[Begin Given records]
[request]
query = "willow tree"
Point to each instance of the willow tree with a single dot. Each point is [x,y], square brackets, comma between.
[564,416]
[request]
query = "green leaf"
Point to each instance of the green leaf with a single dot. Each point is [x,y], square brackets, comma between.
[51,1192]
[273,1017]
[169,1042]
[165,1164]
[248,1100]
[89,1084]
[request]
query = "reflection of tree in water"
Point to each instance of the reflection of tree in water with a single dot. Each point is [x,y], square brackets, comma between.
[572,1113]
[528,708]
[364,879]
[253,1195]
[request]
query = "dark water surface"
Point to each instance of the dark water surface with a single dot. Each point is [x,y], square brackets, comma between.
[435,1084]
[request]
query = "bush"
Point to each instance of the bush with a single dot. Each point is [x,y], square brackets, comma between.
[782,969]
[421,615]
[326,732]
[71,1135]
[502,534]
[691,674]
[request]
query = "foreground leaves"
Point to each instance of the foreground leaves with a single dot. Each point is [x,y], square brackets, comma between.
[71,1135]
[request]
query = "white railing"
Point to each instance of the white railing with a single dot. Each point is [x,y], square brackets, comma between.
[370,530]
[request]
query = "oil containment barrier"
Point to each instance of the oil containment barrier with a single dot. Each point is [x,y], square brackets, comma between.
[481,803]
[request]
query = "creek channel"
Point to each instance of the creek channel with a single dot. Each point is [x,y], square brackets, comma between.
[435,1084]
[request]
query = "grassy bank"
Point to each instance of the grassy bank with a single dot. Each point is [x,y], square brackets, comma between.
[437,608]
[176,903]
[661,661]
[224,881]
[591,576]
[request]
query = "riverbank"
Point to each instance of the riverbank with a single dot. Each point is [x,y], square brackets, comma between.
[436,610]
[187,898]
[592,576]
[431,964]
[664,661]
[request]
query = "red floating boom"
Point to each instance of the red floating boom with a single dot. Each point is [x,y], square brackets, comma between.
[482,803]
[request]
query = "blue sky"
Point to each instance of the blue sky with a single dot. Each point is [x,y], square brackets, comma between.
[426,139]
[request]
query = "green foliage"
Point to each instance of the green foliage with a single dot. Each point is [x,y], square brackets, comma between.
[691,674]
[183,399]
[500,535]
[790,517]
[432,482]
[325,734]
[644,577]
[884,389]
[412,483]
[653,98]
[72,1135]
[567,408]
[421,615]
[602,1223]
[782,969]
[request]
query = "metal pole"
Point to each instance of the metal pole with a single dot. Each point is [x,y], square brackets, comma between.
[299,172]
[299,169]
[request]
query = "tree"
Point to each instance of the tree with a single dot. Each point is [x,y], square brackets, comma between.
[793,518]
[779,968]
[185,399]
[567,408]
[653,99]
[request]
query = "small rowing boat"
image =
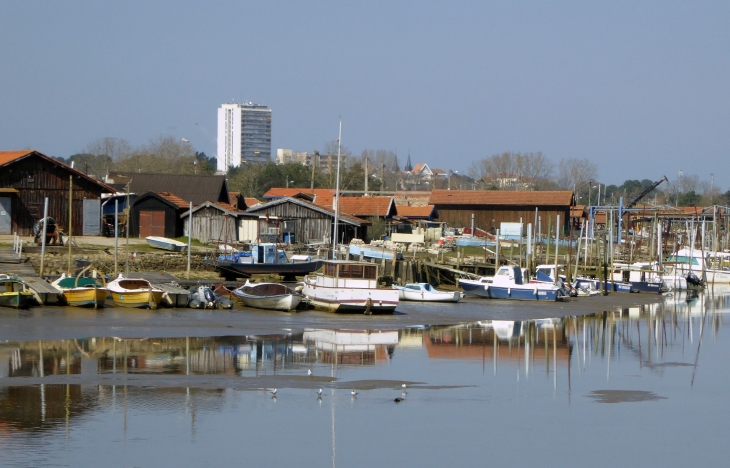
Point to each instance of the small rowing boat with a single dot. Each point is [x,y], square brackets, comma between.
[137,293]
[270,296]
[424,292]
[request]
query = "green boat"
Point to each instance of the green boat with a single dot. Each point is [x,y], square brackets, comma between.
[15,293]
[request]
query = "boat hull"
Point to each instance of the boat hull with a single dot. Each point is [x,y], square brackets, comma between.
[247,269]
[516,292]
[84,297]
[138,299]
[166,244]
[428,296]
[16,299]
[615,286]
[347,300]
[283,302]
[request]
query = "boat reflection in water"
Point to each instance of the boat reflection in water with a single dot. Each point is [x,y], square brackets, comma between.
[34,395]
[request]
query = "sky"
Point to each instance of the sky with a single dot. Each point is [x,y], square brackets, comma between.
[641,88]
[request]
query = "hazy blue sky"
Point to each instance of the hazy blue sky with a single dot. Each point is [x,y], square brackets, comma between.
[641,88]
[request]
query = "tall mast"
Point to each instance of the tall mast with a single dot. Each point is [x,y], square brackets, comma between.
[337,193]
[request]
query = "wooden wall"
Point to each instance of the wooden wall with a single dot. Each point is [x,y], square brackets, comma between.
[36,178]
[173,223]
[488,217]
[311,225]
[212,225]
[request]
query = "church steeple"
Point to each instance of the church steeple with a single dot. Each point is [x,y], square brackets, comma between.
[409,166]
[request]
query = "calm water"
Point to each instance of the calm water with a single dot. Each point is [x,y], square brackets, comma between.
[642,386]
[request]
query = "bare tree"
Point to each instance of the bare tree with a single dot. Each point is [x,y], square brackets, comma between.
[514,170]
[574,173]
[114,148]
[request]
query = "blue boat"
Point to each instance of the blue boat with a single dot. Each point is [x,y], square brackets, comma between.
[508,284]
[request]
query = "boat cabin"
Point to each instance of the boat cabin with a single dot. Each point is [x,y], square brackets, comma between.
[348,274]
[508,276]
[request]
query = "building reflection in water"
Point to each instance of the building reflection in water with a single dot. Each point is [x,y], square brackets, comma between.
[558,346]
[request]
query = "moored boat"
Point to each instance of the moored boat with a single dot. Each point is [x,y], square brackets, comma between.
[270,296]
[508,284]
[348,286]
[15,293]
[424,292]
[166,244]
[134,292]
[80,291]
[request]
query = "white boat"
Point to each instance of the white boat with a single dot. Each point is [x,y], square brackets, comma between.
[270,296]
[424,292]
[166,244]
[134,292]
[508,284]
[688,260]
[348,286]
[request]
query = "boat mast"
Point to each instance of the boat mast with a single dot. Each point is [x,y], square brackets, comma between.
[337,193]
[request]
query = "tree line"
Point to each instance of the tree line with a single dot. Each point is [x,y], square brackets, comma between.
[503,171]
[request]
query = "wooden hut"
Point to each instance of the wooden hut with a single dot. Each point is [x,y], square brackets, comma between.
[492,207]
[157,214]
[27,177]
[311,223]
[216,222]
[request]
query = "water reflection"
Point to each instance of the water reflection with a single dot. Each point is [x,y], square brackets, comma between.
[596,354]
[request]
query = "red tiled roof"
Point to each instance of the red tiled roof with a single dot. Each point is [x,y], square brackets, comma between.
[415,211]
[418,168]
[501,197]
[174,199]
[366,206]
[8,156]
[232,196]
[292,192]
[227,206]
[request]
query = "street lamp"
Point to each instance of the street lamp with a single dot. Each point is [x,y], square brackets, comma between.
[679,185]
[449,178]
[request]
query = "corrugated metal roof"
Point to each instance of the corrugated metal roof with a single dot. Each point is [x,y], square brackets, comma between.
[298,201]
[367,206]
[501,197]
[174,199]
[415,211]
[197,188]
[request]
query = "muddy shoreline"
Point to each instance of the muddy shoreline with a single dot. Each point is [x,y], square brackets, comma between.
[50,323]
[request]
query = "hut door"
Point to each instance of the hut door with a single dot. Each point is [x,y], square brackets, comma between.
[5,221]
[92,217]
[151,223]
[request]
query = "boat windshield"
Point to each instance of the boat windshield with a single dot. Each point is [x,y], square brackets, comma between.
[354,270]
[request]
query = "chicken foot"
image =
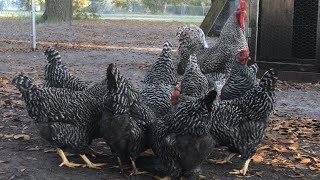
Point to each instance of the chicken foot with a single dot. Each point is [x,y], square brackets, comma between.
[135,170]
[65,161]
[222,161]
[89,164]
[244,169]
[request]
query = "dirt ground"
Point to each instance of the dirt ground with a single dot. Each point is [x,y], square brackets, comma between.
[291,148]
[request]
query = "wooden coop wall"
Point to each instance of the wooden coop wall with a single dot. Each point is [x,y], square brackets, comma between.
[289,35]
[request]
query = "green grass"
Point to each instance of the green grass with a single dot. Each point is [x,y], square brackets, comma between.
[186,19]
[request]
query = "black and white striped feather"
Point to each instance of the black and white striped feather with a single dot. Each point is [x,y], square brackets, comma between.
[240,123]
[66,118]
[125,117]
[163,70]
[57,75]
[182,139]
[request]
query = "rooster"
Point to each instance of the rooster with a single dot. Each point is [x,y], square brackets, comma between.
[240,123]
[125,119]
[66,118]
[57,75]
[182,139]
[242,78]
[216,62]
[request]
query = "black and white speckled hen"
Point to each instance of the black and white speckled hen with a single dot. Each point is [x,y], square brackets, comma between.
[125,119]
[157,98]
[182,139]
[240,123]
[163,70]
[242,78]
[194,83]
[216,62]
[68,119]
[159,83]
[191,39]
[57,75]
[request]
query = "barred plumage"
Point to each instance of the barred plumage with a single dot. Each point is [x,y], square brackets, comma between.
[182,139]
[191,39]
[125,118]
[163,70]
[157,98]
[57,75]
[66,118]
[218,60]
[242,78]
[240,123]
[194,83]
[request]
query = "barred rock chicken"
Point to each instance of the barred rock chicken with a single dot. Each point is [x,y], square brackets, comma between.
[191,38]
[194,83]
[240,123]
[216,62]
[68,119]
[242,78]
[163,70]
[125,119]
[160,82]
[157,98]
[57,75]
[182,139]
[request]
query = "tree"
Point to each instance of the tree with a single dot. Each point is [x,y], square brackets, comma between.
[57,12]
[212,15]
[61,11]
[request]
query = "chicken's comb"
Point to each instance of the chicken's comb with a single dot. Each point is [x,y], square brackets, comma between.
[246,51]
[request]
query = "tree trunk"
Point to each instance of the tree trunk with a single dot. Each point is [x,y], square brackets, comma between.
[57,12]
[212,15]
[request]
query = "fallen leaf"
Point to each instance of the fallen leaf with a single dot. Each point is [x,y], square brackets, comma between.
[305,161]
[279,148]
[286,141]
[296,175]
[22,136]
[259,173]
[257,158]
[33,149]
[294,146]
[7,114]
[8,135]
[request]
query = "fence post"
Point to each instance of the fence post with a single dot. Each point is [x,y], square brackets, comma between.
[33,18]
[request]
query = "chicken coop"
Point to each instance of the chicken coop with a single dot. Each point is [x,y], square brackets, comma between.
[288,38]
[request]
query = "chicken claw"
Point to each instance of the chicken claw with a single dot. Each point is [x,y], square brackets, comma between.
[244,169]
[65,161]
[89,164]
[222,161]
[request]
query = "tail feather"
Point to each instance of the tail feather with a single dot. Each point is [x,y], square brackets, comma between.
[53,55]
[23,83]
[269,80]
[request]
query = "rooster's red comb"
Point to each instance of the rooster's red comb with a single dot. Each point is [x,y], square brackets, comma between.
[242,5]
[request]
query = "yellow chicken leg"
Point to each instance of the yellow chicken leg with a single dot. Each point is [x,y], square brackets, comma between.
[135,170]
[65,161]
[222,161]
[89,164]
[244,169]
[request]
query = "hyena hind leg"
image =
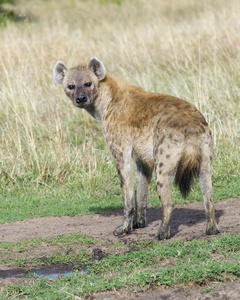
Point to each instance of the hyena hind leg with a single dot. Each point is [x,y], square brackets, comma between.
[144,175]
[205,178]
[164,194]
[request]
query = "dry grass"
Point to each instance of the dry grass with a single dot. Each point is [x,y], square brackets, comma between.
[186,48]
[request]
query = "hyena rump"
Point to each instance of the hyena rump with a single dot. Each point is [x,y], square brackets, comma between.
[160,132]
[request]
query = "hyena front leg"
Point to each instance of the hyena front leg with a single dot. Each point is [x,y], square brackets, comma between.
[144,175]
[123,164]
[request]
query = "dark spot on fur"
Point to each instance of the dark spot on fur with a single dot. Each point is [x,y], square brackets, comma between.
[159,184]
[162,139]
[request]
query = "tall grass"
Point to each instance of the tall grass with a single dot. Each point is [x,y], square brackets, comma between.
[187,48]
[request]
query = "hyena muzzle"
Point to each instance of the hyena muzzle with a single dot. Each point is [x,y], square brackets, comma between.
[159,132]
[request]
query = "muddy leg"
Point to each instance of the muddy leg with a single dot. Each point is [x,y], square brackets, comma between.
[207,190]
[126,180]
[164,193]
[144,175]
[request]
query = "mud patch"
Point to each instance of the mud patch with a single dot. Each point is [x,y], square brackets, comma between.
[188,222]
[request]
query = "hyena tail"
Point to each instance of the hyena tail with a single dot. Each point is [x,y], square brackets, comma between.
[188,168]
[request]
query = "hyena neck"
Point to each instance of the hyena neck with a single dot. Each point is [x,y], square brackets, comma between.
[101,103]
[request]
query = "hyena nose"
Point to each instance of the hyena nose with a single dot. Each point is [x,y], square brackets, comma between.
[80,99]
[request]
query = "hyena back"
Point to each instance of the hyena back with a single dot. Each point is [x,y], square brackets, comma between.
[160,132]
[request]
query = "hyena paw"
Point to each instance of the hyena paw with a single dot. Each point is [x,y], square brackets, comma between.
[122,229]
[163,234]
[211,230]
[139,224]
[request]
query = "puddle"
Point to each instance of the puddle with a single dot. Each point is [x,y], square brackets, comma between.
[54,273]
[41,273]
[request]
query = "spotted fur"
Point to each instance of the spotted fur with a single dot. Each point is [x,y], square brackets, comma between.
[159,132]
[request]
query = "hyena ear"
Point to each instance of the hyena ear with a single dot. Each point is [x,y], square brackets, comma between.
[97,67]
[59,72]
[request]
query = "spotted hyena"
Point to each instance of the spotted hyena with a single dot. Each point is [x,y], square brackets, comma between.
[159,132]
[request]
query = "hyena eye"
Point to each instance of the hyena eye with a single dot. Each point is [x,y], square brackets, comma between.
[71,86]
[87,84]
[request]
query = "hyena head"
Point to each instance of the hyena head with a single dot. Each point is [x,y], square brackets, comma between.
[81,83]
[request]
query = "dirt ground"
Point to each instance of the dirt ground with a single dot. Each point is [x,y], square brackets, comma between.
[188,222]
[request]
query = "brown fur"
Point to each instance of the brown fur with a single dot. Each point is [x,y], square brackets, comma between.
[160,132]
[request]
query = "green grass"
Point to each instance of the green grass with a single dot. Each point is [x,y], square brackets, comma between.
[53,158]
[198,261]
[26,200]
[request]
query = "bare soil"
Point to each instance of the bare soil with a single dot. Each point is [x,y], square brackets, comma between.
[188,222]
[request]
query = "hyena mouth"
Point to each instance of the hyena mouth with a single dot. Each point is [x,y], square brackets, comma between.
[80,101]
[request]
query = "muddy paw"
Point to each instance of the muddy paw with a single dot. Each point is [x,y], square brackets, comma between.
[140,224]
[162,236]
[121,230]
[212,231]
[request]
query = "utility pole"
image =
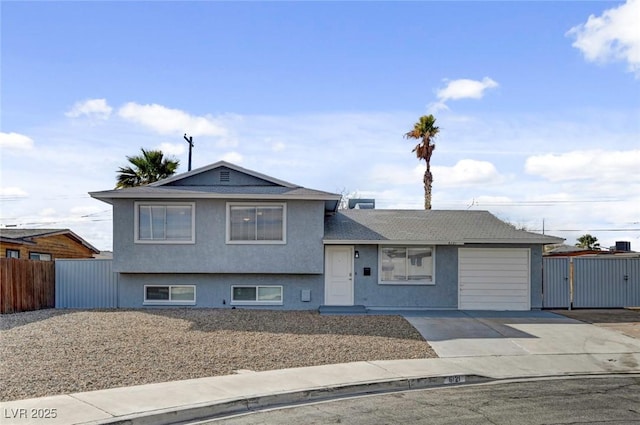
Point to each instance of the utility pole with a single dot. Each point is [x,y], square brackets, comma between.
[190,141]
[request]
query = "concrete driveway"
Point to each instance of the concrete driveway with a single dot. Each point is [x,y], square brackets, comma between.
[483,333]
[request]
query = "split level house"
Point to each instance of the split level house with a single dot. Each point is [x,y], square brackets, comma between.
[224,236]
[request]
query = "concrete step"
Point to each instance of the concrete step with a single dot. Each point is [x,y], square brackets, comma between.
[342,309]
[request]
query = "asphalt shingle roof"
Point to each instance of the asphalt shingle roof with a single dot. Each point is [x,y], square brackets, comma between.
[434,226]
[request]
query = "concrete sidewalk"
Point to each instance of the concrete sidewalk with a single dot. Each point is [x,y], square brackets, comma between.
[473,347]
[173,402]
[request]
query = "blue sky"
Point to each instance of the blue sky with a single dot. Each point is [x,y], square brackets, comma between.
[538,103]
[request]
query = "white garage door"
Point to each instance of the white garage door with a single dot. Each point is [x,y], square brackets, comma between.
[494,279]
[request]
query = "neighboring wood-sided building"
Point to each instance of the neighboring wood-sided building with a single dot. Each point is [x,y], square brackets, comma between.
[44,244]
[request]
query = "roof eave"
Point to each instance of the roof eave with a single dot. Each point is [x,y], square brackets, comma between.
[219,164]
[106,196]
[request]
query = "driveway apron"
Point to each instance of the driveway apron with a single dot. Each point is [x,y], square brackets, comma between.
[488,333]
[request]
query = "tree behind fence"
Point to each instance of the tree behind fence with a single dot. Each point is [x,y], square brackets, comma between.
[26,285]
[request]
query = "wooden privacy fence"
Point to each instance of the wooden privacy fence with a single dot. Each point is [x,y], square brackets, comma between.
[26,285]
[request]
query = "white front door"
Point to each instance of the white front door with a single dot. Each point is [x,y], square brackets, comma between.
[338,275]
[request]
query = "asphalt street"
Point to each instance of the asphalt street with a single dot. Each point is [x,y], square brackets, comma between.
[592,400]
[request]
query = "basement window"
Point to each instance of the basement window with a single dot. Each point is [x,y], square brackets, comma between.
[169,294]
[256,295]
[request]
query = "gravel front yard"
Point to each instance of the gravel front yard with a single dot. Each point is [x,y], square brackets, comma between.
[51,352]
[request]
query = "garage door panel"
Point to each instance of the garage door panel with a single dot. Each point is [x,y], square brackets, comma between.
[499,276]
[493,279]
[490,286]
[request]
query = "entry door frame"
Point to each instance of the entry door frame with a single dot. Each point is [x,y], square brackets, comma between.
[330,279]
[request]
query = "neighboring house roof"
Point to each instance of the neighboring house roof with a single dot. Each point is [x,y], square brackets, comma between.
[181,187]
[26,236]
[425,226]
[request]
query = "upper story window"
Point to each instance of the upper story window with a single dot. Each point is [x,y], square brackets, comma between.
[165,222]
[256,223]
[406,265]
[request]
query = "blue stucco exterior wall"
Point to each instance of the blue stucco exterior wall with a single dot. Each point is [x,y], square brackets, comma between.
[214,290]
[443,294]
[302,253]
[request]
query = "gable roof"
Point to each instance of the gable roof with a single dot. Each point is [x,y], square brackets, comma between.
[27,236]
[437,227]
[200,183]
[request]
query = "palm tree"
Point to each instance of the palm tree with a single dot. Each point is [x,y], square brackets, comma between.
[147,168]
[425,131]
[589,242]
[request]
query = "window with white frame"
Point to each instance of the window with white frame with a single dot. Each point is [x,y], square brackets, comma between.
[169,294]
[258,294]
[165,222]
[39,256]
[256,223]
[406,265]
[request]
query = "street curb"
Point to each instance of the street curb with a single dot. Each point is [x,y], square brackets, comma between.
[212,410]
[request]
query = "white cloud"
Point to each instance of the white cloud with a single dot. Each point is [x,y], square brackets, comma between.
[165,120]
[173,148]
[466,172]
[278,147]
[48,212]
[233,157]
[92,108]
[15,142]
[588,164]
[613,36]
[465,89]
[12,192]
[460,89]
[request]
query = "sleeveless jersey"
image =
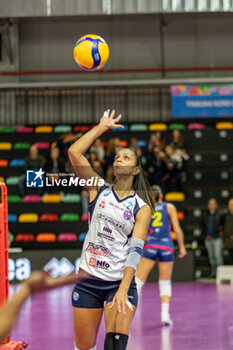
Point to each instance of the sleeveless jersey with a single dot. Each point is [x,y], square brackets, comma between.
[111,224]
[159,234]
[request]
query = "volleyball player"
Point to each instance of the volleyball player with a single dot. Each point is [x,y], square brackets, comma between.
[118,224]
[159,245]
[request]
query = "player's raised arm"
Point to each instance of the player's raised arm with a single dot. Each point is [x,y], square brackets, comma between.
[139,235]
[177,229]
[76,152]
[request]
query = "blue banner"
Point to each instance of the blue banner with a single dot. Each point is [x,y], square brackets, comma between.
[202,101]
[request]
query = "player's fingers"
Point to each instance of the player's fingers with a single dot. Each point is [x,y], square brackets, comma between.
[118,118]
[116,126]
[112,114]
[130,306]
[119,306]
[113,303]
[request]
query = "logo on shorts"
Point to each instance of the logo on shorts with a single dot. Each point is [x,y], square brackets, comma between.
[75,296]
[127,215]
[98,264]
[107,194]
[111,220]
[166,253]
[98,249]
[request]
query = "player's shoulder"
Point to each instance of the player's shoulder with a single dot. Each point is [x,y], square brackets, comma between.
[171,207]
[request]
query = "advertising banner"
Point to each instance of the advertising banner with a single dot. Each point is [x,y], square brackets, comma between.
[202,101]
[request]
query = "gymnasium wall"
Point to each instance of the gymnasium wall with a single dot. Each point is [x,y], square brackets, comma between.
[135,42]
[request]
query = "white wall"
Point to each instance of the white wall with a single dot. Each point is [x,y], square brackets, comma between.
[134,41]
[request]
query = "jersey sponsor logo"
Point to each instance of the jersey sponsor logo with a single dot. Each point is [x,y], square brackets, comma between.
[107,229]
[166,253]
[98,264]
[116,206]
[75,296]
[98,249]
[102,205]
[130,205]
[111,220]
[127,215]
[107,233]
[107,193]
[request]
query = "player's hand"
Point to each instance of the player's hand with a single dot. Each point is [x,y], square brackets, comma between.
[108,122]
[182,252]
[122,302]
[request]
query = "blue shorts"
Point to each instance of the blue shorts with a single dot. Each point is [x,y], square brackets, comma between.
[93,292]
[163,255]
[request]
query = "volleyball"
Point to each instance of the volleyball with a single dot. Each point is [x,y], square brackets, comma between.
[91,52]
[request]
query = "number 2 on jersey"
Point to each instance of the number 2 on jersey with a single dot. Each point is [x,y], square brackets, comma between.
[157,216]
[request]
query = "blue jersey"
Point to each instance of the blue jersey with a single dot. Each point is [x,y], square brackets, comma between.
[159,234]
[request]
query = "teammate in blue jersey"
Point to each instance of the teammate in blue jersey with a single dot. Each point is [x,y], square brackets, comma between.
[119,218]
[159,245]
[End Given records]
▸ **Problem statement**: Show every line of the rows above that contains the word "feather", treating uppercase and lowercase as different.

▸ **The output**:
query = "black and white striped feather"
Point to each instance of the black and white striped feather with a single dot. Each point is [x,y], square brackets, comma between.
query = "tail feather"
Point to each instance of the tail feather with a single dot. Each point is [x,y], square brackets, comma between.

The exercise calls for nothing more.